◆ Directive
Reproduce every one of the records below word for word, with each line unchanged.
################
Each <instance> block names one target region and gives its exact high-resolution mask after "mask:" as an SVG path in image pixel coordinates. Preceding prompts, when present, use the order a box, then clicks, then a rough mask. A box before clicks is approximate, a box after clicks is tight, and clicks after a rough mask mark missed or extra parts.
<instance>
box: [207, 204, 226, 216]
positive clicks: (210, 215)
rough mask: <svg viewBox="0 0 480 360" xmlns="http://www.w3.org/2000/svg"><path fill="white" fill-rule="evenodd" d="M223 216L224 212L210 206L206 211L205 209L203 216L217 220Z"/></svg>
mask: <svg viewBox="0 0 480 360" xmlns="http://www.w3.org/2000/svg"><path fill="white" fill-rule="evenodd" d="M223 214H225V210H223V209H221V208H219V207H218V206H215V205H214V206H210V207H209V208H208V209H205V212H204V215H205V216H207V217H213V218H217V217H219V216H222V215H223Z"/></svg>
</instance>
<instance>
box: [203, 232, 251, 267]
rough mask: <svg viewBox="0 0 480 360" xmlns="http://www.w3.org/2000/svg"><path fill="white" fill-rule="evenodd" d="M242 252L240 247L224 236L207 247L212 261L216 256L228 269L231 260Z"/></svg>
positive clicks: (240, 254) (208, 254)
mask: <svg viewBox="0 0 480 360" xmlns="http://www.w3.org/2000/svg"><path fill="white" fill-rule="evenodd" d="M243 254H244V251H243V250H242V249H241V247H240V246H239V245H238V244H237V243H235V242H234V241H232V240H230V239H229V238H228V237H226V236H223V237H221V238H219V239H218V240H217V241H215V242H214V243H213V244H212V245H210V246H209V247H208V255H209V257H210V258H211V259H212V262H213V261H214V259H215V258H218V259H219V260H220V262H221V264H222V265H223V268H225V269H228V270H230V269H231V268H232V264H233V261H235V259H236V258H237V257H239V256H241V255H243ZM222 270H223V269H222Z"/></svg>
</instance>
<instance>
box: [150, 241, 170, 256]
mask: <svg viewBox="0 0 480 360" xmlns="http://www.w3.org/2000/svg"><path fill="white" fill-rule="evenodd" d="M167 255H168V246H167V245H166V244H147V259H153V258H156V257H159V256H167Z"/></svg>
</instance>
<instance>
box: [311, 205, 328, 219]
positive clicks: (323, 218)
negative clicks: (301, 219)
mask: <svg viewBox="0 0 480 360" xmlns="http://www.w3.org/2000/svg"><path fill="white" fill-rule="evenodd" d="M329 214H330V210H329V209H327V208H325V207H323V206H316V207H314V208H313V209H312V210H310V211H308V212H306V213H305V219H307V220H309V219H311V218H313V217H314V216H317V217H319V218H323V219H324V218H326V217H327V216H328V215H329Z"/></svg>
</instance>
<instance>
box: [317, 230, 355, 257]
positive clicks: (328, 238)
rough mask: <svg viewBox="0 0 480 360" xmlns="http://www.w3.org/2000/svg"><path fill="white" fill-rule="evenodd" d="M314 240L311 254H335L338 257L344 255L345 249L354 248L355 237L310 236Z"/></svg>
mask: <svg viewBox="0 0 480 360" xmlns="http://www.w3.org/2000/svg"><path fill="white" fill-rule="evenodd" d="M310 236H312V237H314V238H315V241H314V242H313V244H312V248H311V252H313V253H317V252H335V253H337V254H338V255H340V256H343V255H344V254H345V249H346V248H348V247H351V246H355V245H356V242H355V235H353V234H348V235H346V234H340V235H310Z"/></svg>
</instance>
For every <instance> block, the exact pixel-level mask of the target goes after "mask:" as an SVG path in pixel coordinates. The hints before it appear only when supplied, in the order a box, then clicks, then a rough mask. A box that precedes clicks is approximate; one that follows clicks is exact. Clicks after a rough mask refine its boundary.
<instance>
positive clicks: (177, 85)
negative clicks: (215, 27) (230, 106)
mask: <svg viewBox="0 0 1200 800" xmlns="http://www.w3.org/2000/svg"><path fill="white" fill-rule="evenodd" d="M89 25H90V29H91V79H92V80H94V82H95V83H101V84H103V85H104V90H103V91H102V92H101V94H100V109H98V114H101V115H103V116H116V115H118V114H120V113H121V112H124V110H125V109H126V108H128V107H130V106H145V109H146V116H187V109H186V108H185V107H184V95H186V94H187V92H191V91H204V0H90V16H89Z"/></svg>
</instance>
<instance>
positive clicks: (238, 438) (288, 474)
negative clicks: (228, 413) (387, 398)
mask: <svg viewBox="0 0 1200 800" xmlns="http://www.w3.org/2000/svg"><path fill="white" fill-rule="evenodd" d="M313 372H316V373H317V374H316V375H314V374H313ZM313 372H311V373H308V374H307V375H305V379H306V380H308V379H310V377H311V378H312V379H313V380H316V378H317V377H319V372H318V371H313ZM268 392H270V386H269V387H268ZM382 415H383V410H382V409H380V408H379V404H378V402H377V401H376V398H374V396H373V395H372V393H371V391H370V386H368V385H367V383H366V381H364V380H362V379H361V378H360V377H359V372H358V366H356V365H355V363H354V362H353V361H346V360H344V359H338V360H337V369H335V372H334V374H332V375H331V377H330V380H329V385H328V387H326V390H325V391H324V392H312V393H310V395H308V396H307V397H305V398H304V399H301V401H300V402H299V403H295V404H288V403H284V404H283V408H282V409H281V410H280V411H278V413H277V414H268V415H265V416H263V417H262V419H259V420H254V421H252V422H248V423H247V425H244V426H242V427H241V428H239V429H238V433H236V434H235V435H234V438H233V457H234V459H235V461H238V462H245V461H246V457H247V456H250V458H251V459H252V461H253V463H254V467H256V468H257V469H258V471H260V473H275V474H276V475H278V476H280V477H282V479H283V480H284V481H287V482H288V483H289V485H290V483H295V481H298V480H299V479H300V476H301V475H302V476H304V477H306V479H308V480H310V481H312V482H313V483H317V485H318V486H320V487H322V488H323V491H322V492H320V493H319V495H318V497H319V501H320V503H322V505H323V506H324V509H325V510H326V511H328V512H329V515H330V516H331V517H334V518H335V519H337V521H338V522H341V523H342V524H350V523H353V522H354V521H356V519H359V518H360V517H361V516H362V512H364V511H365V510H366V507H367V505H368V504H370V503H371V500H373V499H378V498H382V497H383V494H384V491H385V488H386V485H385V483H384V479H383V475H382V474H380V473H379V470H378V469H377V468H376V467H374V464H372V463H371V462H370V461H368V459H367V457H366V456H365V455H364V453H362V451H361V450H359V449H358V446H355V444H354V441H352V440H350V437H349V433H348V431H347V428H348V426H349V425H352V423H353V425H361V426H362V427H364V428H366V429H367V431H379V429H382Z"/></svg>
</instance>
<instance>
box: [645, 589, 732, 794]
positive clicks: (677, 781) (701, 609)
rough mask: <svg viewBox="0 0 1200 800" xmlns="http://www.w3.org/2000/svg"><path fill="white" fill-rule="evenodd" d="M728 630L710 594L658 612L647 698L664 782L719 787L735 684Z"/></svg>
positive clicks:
################
◆ Answer section
Each <instance> block names one target region and gives its exact high-resolution mask after "mask:" as an SVG path in image pixel coordinates. Preceding prompts, when present, use the order a box, then clicks, then a rough mask. A box before clicks is approximate, a box after clicks is tight, and clicks after a rough mask mark missed or extra parts.
<instance>
box: [207, 204, 226, 216]
positive clicks: (210, 215)
rough mask: <svg viewBox="0 0 480 360" xmlns="http://www.w3.org/2000/svg"><path fill="white" fill-rule="evenodd" d="M223 216L224 212L210 206L206 211L205 209L203 216L217 220Z"/></svg>
mask: <svg viewBox="0 0 480 360" xmlns="http://www.w3.org/2000/svg"><path fill="white" fill-rule="evenodd" d="M223 214H225V210H223V209H221V208H219V207H218V206H215V205H214V206H210V207H209V208H208V209H205V212H204V215H205V216H207V217H213V218H217V217H219V216H222V215H223Z"/></svg>
</instance>
<instance>
box: [203, 232, 251, 267]
rough mask: <svg viewBox="0 0 480 360" xmlns="http://www.w3.org/2000/svg"><path fill="white" fill-rule="evenodd" d="M242 252L240 247L224 236L207 247L212 261L216 256L228 269L231 260Z"/></svg>
positive clicks: (240, 254) (208, 254)
mask: <svg viewBox="0 0 480 360" xmlns="http://www.w3.org/2000/svg"><path fill="white" fill-rule="evenodd" d="M243 254H244V251H243V250H242V249H241V247H240V246H239V245H238V244H237V243H235V242H234V241H232V240H230V239H229V238H228V237H226V236H223V237H221V238H219V239H218V240H217V241H215V242H214V243H213V244H212V245H210V246H209V247H208V255H209V257H210V258H211V259H212V262H213V261H214V259H215V258H218V259H219V260H220V262H221V264H222V265H223V268H225V269H228V270H230V269H231V268H232V264H233V261H235V259H236V258H237V257H239V256H241V255H243ZM222 270H223V269H222Z"/></svg>
</instance>
<instance>
box: [150, 241, 170, 256]
mask: <svg viewBox="0 0 480 360" xmlns="http://www.w3.org/2000/svg"><path fill="white" fill-rule="evenodd" d="M167 255H168V246H167V245H166V244H147V259H153V258H156V257H159V256H167Z"/></svg>
</instance>
<instance>
box: [311, 205, 328, 219]
positive clicks: (323, 218)
negative clicks: (301, 219)
mask: <svg viewBox="0 0 480 360" xmlns="http://www.w3.org/2000/svg"><path fill="white" fill-rule="evenodd" d="M329 214H330V210H329V209H327V208H325V207H323V206H316V207H314V208H313V209H312V210H310V211H308V212H306V213H305V219H307V220H309V219H311V218H313V217H314V216H317V217H319V218H323V219H324V218H326V217H327V216H328V215H329Z"/></svg>
</instance>
<instance>
box: [317, 230, 355, 257]
positive clicks: (328, 238)
rough mask: <svg viewBox="0 0 480 360" xmlns="http://www.w3.org/2000/svg"><path fill="white" fill-rule="evenodd" d="M314 240L311 254H335L338 257L344 255L345 249L354 248L355 237L310 236Z"/></svg>
mask: <svg viewBox="0 0 480 360" xmlns="http://www.w3.org/2000/svg"><path fill="white" fill-rule="evenodd" d="M310 236H312V237H314V238H315V241H314V242H313V244H312V248H311V252H313V253H317V252H335V253H337V254H338V255H340V256H343V255H344V254H345V249H346V248H348V247H351V246H355V245H356V242H355V235H353V234H348V235H346V234H340V235H310Z"/></svg>
</instance>
For every <instance> block, the exact pixel-level mask of the target goes after "mask:" as an SVG path in pixel coordinates. The hints before it appear only when supplied, in the order a box, then clicks, then a rough mask. A box that precedes clicks is approximate; one that follows clicks is exact. Clicks after a rough mask refine its boundary.
<instance>
positive clicks: (177, 85)
negative clicks: (215, 27) (230, 106)
mask: <svg viewBox="0 0 1200 800" xmlns="http://www.w3.org/2000/svg"><path fill="white" fill-rule="evenodd" d="M89 25H90V29H91V79H92V80H94V82H95V83H101V84H103V85H104V90H103V91H102V92H101V94H100V109H98V114H101V115H103V116H116V115H118V114H120V113H121V112H124V110H125V109H126V108H128V107H130V106H145V109H146V116H187V109H186V108H185V107H184V95H186V94H187V92H191V91H204V0H90V16H89Z"/></svg>
</instance>
<instance>
positive clicks: (238, 438) (288, 474)
negative clicks: (228, 413) (387, 398)
mask: <svg viewBox="0 0 1200 800" xmlns="http://www.w3.org/2000/svg"><path fill="white" fill-rule="evenodd" d="M313 372H316V373H317V374H316V375H314V374H313ZM313 372H311V373H308V374H307V375H305V379H306V380H308V379H310V377H311V378H312V379H313V380H316V378H317V377H319V372H318V371H313ZM268 392H270V386H269V387H268ZM382 415H383V410H382V409H380V408H379V404H378V402H377V401H376V398H374V396H373V395H372V393H371V391H370V386H368V385H367V383H366V381H364V380H362V379H361V378H360V377H359V372H358V366H356V365H355V363H354V362H353V361H346V360H344V359H338V360H337V369H335V372H334V374H332V375H331V377H330V380H329V385H328V387H326V390H325V391H324V392H312V393H310V395H308V396H307V397H305V398H304V399H301V401H300V402H299V403H295V404H288V403H284V404H283V408H282V409H281V410H280V411H278V413H277V414H268V415H265V416H263V417H262V419H259V420H254V421H252V422H248V423H247V425H244V426H242V427H241V428H239V429H238V433H236V434H235V435H234V438H233V457H234V459H235V461H238V462H245V461H246V457H247V456H250V458H251V459H252V461H253V463H254V467H256V468H257V469H258V471H260V473H275V474H276V475H278V476H280V477H282V479H283V480H284V481H287V482H288V483H289V485H290V483H295V481H298V480H299V479H300V476H301V475H302V476H304V477H306V479H308V480H310V481H312V482H313V483H317V485H318V486H320V487H322V488H323V491H322V492H320V493H319V495H318V497H319V501H320V503H322V505H323V506H324V509H325V510H326V511H328V512H329V515H330V516H331V517H334V518H335V519H337V521H338V522H341V523H342V524H350V523H353V522H354V521H356V519H359V518H360V517H361V516H362V512H364V511H365V510H366V507H367V505H368V504H370V503H371V500H373V499H378V498H382V497H383V494H384V491H385V488H386V485H385V483H384V479H383V475H382V474H380V473H379V470H378V469H377V468H376V467H374V464H372V463H371V462H370V461H368V459H367V457H366V456H365V455H364V453H362V451H361V450H359V449H358V446H355V444H354V441H352V440H350V437H349V433H348V431H347V428H348V426H349V425H352V423H353V425H361V426H362V427H364V428H366V429H367V431H379V429H382Z"/></svg>
</instance>
<instance>
box: [645, 589, 732, 794]
positive clicks: (677, 781) (701, 609)
rough mask: <svg viewBox="0 0 1200 800" xmlns="http://www.w3.org/2000/svg"><path fill="white" fill-rule="evenodd" d="M728 630L710 594L658 612L647 698L664 782L719 787L735 684Z"/></svg>
positive clicks:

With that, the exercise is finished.